Named-object pointing records:
**********

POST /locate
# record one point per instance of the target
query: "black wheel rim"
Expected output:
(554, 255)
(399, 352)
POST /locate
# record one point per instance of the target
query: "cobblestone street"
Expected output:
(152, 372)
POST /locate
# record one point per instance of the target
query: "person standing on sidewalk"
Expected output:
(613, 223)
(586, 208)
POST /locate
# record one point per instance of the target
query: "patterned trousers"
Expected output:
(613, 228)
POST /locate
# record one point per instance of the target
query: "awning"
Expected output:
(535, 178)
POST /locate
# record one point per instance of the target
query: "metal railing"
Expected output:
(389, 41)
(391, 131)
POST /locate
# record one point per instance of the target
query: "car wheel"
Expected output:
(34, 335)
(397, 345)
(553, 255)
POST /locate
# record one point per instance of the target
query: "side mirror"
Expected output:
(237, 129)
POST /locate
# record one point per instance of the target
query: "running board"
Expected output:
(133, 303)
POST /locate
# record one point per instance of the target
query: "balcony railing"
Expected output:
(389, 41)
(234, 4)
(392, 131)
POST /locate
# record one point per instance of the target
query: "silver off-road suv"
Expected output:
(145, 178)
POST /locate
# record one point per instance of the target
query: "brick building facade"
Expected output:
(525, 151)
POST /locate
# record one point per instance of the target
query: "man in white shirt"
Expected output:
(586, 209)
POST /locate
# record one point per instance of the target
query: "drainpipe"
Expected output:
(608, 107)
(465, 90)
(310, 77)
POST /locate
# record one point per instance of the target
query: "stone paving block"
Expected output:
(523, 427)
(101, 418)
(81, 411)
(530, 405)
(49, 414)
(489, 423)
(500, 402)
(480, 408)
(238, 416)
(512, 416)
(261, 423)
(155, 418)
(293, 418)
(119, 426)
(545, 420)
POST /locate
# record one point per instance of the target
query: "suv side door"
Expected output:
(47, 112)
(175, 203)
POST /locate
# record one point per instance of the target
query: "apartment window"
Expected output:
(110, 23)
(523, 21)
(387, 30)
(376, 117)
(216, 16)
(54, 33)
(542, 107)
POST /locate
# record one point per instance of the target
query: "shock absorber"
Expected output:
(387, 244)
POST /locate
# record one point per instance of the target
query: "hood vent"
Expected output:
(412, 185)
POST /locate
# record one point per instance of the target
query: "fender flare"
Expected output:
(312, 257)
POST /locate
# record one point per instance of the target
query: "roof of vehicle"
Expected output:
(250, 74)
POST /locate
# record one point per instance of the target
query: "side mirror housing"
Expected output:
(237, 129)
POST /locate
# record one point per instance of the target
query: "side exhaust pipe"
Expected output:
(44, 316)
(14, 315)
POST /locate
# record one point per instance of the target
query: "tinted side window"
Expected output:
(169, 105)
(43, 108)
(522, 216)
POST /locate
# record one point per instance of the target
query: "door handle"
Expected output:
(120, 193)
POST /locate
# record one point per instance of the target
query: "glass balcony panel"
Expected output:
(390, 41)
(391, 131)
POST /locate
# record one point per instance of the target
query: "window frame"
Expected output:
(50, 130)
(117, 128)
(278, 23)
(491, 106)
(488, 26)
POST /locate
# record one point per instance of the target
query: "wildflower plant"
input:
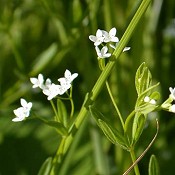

**********

Prompt
Collect every line from the items above that contains the word "wheel". Case counts, so only lines with that same capitalization qualify.

Exercise output
query: "black wheel rim"
query: "car wheel"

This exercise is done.